(Some records)
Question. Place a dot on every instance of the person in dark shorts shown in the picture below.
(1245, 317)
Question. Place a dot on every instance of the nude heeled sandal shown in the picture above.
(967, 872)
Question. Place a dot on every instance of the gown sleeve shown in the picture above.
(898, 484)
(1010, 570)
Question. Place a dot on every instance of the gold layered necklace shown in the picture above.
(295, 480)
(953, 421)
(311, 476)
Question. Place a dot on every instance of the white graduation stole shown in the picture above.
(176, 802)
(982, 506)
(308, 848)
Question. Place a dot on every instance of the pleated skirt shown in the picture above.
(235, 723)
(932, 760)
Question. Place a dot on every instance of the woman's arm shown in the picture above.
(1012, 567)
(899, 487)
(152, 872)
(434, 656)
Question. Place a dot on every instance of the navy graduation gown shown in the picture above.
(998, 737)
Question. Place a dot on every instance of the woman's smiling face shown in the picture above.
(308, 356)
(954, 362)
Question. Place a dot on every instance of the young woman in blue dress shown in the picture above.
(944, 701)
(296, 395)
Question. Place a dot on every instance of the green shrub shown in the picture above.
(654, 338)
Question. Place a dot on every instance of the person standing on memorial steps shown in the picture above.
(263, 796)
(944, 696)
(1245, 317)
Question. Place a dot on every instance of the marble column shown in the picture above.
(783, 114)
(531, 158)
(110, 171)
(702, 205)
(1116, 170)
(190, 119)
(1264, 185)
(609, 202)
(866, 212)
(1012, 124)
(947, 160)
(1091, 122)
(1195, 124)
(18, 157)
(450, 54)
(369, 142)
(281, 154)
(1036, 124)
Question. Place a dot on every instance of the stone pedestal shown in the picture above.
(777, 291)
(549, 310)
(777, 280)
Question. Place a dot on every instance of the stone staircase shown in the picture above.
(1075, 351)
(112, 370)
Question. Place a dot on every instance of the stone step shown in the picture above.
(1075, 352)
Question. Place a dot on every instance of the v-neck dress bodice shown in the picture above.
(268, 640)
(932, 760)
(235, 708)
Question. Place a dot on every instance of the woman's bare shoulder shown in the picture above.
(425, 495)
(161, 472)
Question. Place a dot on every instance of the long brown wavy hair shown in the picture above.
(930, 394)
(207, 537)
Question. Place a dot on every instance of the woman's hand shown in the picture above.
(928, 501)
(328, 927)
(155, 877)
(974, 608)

> _WRITTEN EXERCISE_
Please rewrite only the stretch of material from the line containing "Question. Place a dot on every instance of the white" through the line containing "(1075, 352)", replacing "stone" with "granite" and keeping everything else unchanged.

> _REPLY TO THE EXERCISE_
Question. Place a dot on every instance of the white graduation stole shown in the picture above.
(176, 802)
(982, 506)
(308, 848)
Question. Place a dot on every instance of the pleated skirt shown in the picture above.
(235, 723)
(932, 760)
Question. Place a dot on every instance of the woman's arm shown in the picture above.
(1012, 567)
(899, 487)
(152, 872)
(434, 656)
Question. Place a dot on every instance of the navy graduation gown shown in the picture above.
(998, 737)
Question. Place a dot on every instance of the woman's smiling face shown in the picture above.
(308, 356)
(954, 362)
Question. Place a dot on every instance of the young woman in blue dress shown in the picture above.
(944, 701)
(296, 395)
Question. Place a dot on every instance of the green shrub shown in the picture above.
(654, 338)
Question. Place a dot on every instance of the person standing on memorial steps shown in the picture above.
(263, 796)
(944, 696)
(1245, 317)
Question. Place a dot on every instance of the marble column shown in the picture above.
(783, 114)
(531, 158)
(110, 171)
(702, 205)
(1116, 170)
(190, 119)
(1264, 185)
(609, 202)
(866, 212)
(1012, 124)
(947, 160)
(1091, 122)
(1195, 124)
(18, 157)
(450, 54)
(369, 142)
(281, 154)
(1036, 124)
Question. Place a dot on every instance of the granite pedestal shown in the picture above.
(777, 291)
(549, 310)
(777, 280)
Question. Place a dot on every instance of the granite staircase shown in the picture above.
(1075, 351)
(112, 370)
Question. Place a dot on every instance of the granite step shown in the picture above.
(1075, 352)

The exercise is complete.